▶ **Exercise objective**:
Express the items below as a two-column CSV with the columns "prompt" and "mask", one row per item, with the item's text and its answer each in a single quoted field and line breaks replaced by spaces. Leave out the pictures.

------------

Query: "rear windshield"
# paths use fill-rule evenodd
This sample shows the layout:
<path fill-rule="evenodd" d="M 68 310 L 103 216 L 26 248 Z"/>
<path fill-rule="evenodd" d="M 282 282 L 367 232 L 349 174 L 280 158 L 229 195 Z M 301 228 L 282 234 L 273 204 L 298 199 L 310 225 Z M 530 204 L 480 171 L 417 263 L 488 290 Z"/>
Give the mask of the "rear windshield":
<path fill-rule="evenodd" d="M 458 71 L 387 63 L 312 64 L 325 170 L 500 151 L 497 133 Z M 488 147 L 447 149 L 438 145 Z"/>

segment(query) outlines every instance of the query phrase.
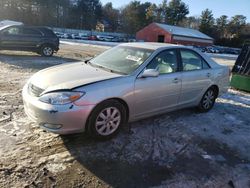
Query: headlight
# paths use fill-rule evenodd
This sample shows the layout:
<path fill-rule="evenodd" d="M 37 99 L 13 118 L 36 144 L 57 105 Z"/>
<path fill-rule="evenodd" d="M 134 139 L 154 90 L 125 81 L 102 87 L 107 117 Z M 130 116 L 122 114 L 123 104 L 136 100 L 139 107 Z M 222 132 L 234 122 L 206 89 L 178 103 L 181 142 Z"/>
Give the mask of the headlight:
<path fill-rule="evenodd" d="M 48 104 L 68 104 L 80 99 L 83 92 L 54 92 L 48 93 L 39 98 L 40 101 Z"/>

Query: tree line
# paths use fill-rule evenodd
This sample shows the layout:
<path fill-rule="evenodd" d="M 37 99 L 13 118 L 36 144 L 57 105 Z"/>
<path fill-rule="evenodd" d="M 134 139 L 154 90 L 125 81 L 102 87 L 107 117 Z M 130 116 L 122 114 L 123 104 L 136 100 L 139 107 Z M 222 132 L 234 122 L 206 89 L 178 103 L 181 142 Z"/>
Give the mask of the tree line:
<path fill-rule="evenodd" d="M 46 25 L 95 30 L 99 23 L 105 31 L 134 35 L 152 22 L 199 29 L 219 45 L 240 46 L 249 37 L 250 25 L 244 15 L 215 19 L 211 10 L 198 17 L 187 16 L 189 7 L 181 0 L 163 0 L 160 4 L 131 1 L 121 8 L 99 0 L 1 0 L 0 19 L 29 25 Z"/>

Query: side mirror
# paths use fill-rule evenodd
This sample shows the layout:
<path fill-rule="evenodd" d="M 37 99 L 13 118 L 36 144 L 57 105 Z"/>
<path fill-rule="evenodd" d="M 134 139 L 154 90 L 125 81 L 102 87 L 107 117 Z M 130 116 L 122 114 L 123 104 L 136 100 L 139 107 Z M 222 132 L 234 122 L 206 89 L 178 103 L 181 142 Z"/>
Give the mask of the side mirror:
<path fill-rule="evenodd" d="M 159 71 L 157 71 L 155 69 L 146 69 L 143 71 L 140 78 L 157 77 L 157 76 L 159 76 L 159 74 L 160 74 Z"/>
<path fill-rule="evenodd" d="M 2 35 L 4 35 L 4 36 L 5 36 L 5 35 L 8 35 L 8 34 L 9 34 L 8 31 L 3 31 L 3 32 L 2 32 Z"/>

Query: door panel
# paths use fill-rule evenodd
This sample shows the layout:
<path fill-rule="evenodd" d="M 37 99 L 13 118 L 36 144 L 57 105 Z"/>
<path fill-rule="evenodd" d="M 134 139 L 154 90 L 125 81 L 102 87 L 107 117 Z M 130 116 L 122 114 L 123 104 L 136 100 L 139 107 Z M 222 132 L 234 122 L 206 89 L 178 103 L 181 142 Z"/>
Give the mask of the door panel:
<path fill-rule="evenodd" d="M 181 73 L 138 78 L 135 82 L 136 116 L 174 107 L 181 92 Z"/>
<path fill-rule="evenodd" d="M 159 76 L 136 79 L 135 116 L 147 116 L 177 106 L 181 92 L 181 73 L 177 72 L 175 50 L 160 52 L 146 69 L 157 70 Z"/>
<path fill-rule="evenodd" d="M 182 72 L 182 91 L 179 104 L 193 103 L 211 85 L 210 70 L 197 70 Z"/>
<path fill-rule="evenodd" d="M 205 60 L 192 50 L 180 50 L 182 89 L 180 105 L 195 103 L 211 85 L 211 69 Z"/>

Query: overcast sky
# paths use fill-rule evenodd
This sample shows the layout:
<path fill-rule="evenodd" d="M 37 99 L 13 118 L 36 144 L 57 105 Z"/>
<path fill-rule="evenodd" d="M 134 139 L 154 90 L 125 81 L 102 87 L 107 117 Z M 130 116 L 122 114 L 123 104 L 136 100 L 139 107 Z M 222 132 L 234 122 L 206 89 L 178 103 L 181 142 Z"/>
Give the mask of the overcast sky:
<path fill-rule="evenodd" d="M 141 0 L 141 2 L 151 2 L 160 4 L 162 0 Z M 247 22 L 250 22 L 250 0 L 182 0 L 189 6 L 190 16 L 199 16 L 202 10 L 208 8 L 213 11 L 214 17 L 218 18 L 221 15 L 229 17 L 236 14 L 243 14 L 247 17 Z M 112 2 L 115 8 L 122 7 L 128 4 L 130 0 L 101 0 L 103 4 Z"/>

------------

▶ **Response to the task**:
prompt,mask
"Query: ""rear windshield"" # paths use fill-rule evenodd This sample shows the layout: <path fill-rule=""evenodd"" d=""M 68 310 L 103 216 L 26 248 Z""/> <path fill-rule=""evenodd"" d=""M 282 282 L 367 232 L 349 174 L 280 158 L 229 195 Z M 301 228 L 282 234 L 273 204 L 298 199 L 310 225 Z M 530 204 L 480 171 L 417 263 L 488 290 Z""/> Give the mask of the ""rear windshield"":","<path fill-rule=""evenodd"" d=""M 458 71 L 387 63 L 312 64 L 325 170 L 500 151 L 497 133 Z M 488 147 L 447 149 L 438 145 Z""/>"
"segment(query) outlines every instance of the query phrase. Query: headlight # paths use fill-rule evenodd This sample shows the layout: <path fill-rule=""evenodd"" d=""M 37 99 L 13 118 L 36 144 L 57 105 Z""/> <path fill-rule=""evenodd"" d=""M 134 139 L 154 90 L 125 81 L 102 87 L 107 117 Z M 130 116 L 122 114 L 123 104 L 136 100 L 139 107 Z M 222 132 L 234 122 L 206 89 L 178 103 L 181 142 Z""/> Give the mask of the headlight:","<path fill-rule=""evenodd"" d=""M 48 104 L 68 104 L 80 99 L 83 92 L 54 92 L 48 93 L 39 98 L 40 101 Z""/>"
"Query: tree line # paths use fill-rule evenodd This sample shows the layout: <path fill-rule=""evenodd"" d=""M 37 99 L 13 118 L 36 144 L 57 105 Z""/> <path fill-rule=""evenodd"" d=""M 134 139 L 154 90 L 125 81 L 102 87 L 107 117 Z M 130 116 L 122 114 L 123 104 L 136 100 L 139 107 Z M 222 132 L 234 122 L 206 89 L 178 103 L 181 142 Z""/> Give the mask of the tree line:","<path fill-rule=""evenodd"" d=""M 46 25 L 95 30 L 99 23 L 105 31 L 134 35 L 152 22 L 199 29 L 219 45 L 240 46 L 249 37 L 250 25 L 244 15 L 215 19 L 211 10 L 198 17 L 187 16 L 189 7 L 181 0 L 163 0 L 160 4 L 131 1 L 121 8 L 99 0 L 1 0 L 0 19 L 29 25 Z""/>"
"Query: side mirror # paths use fill-rule evenodd This sample shows the layout: <path fill-rule=""evenodd"" d=""M 37 99 L 13 118 L 36 144 L 57 105 Z""/> <path fill-rule=""evenodd"" d=""M 134 139 L 154 90 L 125 81 L 102 87 L 107 117 Z M 130 116 L 122 114 L 123 104 L 136 100 L 139 107 Z M 222 132 L 234 122 L 206 89 L 178 103 L 181 142 Z""/> Give the mask of the side mirror:","<path fill-rule=""evenodd"" d=""M 159 71 L 157 71 L 155 69 L 146 69 L 143 71 L 140 78 L 157 77 L 157 76 L 159 76 L 159 74 L 160 74 Z""/> <path fill-rule=""evenodd"" d=""M 2 35 L 4 35 L 4 36 L 5 36 L 5 35 L 8 35 L 8 34 L 9 34 L 8 31 L 3 31 L 3 32 L 2 32 Z""/>"
"Query: door panel # paths use fill-rule evenodd This sample shows the layout: <path fill-rule=""evenodd"" d=""M 37 99 L 13 118 L 36 144 L 57 105 Z""/> <path fill-rule=""evenodd"" d=""M 134 139 L 154 90 L 125 81 L 102 87 L 107 117 Z M 130 116 L 122 114 L 123 104 L 136 100 L 139 107 Z M 222 132 L 234 122 L 206 89 L 178 103 L 181 142 Z""/> Give the mask of the door panel:","<path fill-rule=""evenodd"" d=""M 181 73 L 138 78 L 135 82 L 136 116 L 174 107 L 181 92 Z""/> <path fill-rule=""evenodd"" d=""M 159 76 L 136 79 L 135 116 L 147 116 L 177 106 L 181 92 L 181 73 L 177 72 L 175 50 L 160 52 L 146 69 L 157 70 Z""/> <path fill-rule=""evenodd"" d=""M 182 72 L 182 91 L 179 104 L 193 103 L 211 85 L 210 70 L 197 70 Z""/> <path fill-rule=""evenodd"" d=""M 205 60 L 192 50 L 180 50 L 182 89 L 180 105 L 195 103 L 211 85 L 211 69 Z""/>"
"Query: overcast sky # paths use fill-rule evenodd This sample shows the layout: <path fill-rule=""evenodd"" d=""M 37 99 L 13 118 L 36 144 L 57 105 Z""/> <path fill-rule=""evenodd"" d=""M 134 139 L 154 90 L 125 81 L 102 87 L 107 117 Z M 130 116 L 122 114 L 123 104 L 136 100 L 139 107 Z M 222 132 L 234 122 L 206 89 L 178 103 L 181 142 Z""/> Give the mask of the overcast sky:","<path fill-rule=""evenodd"" d=""M 141 0 L 141 2 L 151 2 L 160 4 L 162 0 Z M 247 22 L 250 22 L 250 0 L 182 0 L 189 6 L 190 16 L 199 16 L 202 10 L 208 8 L 213 11 L 214 17 L 218 18 L 221 15 L 229 17 L 236 14 L 243 14 L 247 17 Z M 112 2 L 115 8 L 122 7 L 128 4 L 130 0 L 101 0 L 103 4 Z""/>"